- **Task instructions**
Everything from the line that holds "Autonomous forklift vision pipeline — detect the dog's eye" through the end of the data below should be output exactly, both ends included.

- **Materials provided**
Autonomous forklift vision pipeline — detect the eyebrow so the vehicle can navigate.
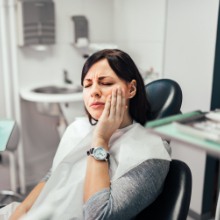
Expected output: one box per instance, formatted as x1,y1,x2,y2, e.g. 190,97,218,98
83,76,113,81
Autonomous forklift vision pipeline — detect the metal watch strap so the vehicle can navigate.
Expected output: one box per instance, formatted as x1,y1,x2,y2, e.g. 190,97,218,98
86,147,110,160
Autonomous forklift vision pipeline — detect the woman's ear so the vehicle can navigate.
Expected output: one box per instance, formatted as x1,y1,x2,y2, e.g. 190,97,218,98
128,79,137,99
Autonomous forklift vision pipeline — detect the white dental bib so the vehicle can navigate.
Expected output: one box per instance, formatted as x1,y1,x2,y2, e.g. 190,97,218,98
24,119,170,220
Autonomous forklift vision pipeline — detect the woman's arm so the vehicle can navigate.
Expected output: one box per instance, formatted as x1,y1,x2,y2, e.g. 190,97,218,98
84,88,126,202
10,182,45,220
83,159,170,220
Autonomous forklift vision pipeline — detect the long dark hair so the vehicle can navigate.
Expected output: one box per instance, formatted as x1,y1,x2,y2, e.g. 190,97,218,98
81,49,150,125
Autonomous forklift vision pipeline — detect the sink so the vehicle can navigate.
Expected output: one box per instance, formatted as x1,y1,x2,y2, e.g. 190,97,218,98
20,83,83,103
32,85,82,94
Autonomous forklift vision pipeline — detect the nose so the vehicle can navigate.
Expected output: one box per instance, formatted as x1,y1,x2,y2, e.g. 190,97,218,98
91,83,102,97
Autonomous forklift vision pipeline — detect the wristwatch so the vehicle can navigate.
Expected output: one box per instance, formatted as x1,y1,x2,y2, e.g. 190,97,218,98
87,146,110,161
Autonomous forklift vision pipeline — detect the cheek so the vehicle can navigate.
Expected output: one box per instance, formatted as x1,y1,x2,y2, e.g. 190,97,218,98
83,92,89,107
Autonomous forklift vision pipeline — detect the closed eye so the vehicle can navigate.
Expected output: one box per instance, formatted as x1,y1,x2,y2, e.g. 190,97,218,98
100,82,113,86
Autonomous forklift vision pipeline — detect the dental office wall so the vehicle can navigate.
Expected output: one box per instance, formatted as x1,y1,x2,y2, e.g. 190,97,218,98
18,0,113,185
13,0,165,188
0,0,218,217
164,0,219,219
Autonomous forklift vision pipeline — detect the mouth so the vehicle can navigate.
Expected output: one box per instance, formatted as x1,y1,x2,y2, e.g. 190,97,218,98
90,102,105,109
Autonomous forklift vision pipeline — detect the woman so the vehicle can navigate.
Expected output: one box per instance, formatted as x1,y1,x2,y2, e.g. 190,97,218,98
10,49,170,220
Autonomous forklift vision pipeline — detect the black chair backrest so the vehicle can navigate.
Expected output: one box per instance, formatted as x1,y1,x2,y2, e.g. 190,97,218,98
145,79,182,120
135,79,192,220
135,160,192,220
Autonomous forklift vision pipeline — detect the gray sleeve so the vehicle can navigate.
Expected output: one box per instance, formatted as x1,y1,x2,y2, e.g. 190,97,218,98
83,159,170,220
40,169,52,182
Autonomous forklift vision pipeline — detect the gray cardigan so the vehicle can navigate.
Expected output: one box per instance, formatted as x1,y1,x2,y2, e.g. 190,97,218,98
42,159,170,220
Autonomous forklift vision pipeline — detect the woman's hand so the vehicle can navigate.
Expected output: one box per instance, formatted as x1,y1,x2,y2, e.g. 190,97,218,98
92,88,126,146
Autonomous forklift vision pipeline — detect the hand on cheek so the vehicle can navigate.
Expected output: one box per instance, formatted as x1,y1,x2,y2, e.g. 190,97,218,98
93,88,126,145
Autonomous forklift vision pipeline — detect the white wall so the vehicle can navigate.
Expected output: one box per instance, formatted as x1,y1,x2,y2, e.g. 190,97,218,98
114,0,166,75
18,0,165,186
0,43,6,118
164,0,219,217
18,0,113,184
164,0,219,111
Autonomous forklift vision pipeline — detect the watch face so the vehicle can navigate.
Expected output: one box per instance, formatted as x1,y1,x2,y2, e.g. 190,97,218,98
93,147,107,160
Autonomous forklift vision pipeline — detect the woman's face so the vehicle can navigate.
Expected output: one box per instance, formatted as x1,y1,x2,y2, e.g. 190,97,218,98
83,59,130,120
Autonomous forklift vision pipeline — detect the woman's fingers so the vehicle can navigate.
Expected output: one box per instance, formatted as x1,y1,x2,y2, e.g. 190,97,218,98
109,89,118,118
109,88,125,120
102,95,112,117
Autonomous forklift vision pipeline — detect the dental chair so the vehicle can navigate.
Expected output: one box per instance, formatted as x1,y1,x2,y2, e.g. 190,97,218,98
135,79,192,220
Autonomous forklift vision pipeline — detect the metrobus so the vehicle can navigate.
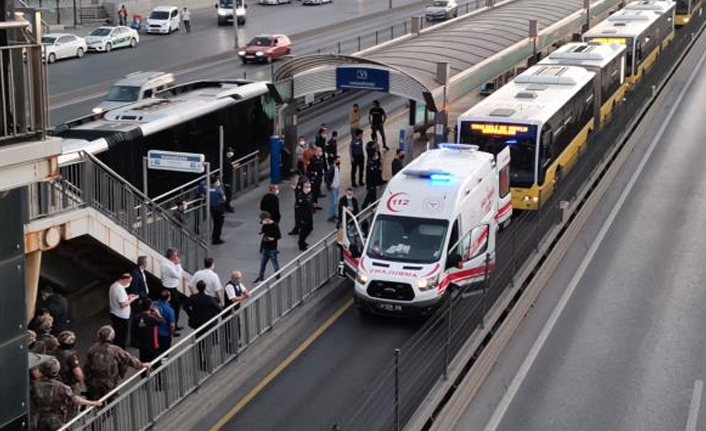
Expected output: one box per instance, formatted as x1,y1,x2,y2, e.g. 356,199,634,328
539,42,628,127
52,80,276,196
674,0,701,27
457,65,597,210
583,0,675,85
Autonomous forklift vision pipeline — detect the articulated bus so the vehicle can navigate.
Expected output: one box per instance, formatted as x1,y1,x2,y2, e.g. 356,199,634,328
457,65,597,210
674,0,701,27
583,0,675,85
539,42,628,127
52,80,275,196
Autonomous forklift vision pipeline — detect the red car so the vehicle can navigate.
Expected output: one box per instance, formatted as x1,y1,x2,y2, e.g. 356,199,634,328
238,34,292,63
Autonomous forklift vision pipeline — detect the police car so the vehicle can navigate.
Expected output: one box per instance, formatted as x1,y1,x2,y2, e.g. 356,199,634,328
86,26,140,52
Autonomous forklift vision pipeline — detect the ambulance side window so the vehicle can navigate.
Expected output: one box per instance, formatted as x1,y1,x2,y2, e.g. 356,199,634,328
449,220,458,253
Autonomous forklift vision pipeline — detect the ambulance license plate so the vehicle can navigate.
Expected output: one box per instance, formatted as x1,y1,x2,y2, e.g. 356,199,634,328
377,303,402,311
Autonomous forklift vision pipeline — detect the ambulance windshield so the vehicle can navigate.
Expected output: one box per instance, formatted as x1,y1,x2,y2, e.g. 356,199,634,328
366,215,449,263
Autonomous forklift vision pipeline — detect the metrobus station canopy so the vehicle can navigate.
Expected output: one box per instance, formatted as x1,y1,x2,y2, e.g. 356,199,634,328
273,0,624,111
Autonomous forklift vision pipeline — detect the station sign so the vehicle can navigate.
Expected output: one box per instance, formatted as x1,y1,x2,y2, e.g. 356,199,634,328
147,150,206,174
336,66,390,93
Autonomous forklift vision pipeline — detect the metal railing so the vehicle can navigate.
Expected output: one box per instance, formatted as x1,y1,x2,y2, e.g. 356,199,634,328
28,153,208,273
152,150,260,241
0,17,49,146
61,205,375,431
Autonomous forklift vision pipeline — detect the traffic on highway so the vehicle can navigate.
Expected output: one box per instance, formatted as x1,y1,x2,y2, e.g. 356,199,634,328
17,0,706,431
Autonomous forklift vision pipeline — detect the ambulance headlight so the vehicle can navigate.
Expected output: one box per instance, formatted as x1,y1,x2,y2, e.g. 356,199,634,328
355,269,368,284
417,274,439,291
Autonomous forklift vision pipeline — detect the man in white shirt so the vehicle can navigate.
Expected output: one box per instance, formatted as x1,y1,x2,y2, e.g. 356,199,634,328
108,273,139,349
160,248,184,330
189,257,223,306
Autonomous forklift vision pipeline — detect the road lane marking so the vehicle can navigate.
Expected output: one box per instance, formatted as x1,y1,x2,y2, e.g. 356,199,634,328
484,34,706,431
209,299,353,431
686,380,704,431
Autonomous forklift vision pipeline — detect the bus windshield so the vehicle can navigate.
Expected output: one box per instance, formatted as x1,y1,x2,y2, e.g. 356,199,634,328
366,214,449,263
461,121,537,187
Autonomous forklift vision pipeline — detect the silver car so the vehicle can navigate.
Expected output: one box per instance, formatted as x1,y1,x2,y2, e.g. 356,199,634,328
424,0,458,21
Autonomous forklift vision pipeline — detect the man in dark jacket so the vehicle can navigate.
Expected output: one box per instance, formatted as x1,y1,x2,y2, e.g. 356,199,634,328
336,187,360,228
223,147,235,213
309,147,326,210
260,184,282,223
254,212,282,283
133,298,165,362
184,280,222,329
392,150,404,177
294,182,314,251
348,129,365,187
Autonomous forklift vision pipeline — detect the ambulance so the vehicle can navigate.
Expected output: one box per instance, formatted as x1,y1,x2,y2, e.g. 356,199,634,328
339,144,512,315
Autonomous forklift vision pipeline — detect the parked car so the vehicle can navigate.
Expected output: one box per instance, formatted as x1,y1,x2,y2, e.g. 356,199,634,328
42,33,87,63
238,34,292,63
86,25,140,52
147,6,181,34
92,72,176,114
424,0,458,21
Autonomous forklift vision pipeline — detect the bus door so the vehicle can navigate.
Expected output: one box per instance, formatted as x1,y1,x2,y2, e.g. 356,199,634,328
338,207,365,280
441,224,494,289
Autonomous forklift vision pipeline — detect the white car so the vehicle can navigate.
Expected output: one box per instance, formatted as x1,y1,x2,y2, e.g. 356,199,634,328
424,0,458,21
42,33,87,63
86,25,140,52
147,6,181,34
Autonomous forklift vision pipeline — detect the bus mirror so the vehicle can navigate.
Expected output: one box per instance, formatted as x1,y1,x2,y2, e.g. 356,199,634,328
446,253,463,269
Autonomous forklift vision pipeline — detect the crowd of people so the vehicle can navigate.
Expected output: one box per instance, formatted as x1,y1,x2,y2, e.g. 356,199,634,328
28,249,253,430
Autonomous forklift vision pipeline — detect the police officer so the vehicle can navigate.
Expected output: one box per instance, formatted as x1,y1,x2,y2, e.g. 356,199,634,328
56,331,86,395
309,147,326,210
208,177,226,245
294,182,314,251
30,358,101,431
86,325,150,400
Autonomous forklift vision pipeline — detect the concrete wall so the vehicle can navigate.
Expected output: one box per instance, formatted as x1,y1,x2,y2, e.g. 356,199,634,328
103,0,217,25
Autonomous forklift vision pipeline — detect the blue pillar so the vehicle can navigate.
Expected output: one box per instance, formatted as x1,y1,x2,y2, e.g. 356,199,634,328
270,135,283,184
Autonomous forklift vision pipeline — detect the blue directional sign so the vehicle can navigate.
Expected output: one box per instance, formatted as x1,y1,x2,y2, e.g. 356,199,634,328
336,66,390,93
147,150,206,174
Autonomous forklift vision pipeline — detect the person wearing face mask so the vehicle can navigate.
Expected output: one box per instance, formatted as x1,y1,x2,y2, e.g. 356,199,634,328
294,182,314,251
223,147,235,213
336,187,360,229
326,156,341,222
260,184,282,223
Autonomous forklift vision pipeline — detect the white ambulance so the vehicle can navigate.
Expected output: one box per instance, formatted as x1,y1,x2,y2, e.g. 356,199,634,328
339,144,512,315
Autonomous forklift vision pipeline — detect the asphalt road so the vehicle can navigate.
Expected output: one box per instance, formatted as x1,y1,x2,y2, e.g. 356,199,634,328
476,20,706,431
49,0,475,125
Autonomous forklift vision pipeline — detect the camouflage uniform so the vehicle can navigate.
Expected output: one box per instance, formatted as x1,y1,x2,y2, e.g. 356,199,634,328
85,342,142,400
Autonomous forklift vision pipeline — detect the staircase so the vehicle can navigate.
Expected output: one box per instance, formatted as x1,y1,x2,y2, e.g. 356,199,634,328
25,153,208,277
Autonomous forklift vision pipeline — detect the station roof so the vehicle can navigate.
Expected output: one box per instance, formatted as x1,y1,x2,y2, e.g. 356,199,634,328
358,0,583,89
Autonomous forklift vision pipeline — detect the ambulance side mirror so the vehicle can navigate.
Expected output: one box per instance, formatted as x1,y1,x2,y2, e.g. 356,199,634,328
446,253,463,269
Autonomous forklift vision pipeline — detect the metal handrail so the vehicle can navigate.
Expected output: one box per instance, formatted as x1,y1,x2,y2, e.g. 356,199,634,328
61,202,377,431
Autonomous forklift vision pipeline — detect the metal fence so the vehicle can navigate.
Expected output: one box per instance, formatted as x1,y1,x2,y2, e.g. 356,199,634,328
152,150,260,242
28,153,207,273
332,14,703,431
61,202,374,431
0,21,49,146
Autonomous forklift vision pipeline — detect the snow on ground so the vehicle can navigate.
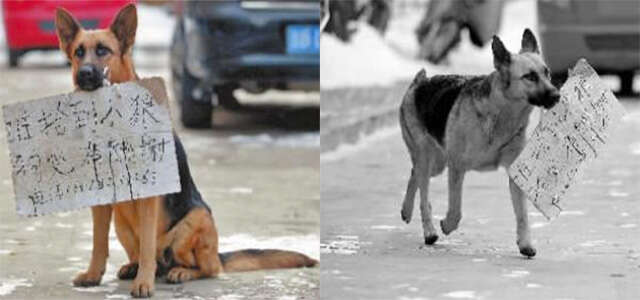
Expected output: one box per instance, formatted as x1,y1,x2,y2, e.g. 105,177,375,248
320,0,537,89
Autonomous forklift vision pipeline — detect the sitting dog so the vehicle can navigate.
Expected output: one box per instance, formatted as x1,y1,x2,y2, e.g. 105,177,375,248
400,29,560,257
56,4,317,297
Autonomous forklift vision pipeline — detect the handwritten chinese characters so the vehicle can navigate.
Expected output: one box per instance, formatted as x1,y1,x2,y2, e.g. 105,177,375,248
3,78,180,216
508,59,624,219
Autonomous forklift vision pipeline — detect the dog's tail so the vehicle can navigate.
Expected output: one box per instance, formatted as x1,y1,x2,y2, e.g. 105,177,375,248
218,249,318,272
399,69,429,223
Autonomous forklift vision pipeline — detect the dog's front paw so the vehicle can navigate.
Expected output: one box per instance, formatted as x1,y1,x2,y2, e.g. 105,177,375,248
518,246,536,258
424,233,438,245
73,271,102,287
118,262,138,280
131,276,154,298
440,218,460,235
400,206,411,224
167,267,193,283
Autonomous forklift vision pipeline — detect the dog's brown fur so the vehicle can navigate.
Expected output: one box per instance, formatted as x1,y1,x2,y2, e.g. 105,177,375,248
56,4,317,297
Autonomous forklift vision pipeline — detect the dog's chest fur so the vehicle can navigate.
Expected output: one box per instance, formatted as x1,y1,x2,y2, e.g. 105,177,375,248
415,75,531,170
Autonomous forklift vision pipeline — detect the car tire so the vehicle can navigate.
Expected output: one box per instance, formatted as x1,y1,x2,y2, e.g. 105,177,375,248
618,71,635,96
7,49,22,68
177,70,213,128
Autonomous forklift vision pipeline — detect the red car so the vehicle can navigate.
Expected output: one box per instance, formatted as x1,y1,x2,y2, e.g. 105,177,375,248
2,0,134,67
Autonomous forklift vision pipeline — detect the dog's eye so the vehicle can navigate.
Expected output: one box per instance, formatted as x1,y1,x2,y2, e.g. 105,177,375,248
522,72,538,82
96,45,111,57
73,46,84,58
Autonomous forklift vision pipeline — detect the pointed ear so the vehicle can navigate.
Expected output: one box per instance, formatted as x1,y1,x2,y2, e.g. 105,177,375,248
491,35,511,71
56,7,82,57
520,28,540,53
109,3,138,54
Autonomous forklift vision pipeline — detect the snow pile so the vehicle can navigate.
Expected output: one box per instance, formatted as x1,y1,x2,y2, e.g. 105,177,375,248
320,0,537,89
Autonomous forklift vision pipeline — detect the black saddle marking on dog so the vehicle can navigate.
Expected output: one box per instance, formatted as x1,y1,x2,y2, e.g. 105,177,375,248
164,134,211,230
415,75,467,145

- **Exercise output**
Autonomous forklift vision pipeline — detect the dog's eye so the vehicle can navigate.
Expected output: one box per instance, formatted as x1,y1,x2,y2, e.g. 105,177,375,248
522,72,538,82
96,45,111,57
73,46,84,58
Autonomous forklift vision pipeline — detect the pointed ear so the vehicle can navigate.
Expected output: one box per instance, formatted as x1,y1,x2,y2, e.g. 105,177,375,248
491,35,511,71
56,7,82,57
520,28,540,53
109,3,138,54
Autonomous forklift vision pipeline — detect the snow pile so the vehicle can navigate.
Expected output: one box per instance, formatted as x1,y1,x2,y2, e.g. 105,177,375,248
320,0,537,89
Autonomous forklift vision pipeline — detect the black saddle marking on dog so the vehicle can navigate.
Expected output: one box per instance, formatted as x1,y1,x2,y2, e.g. 105,177,375,248
164,134,211,230
415,75,467,145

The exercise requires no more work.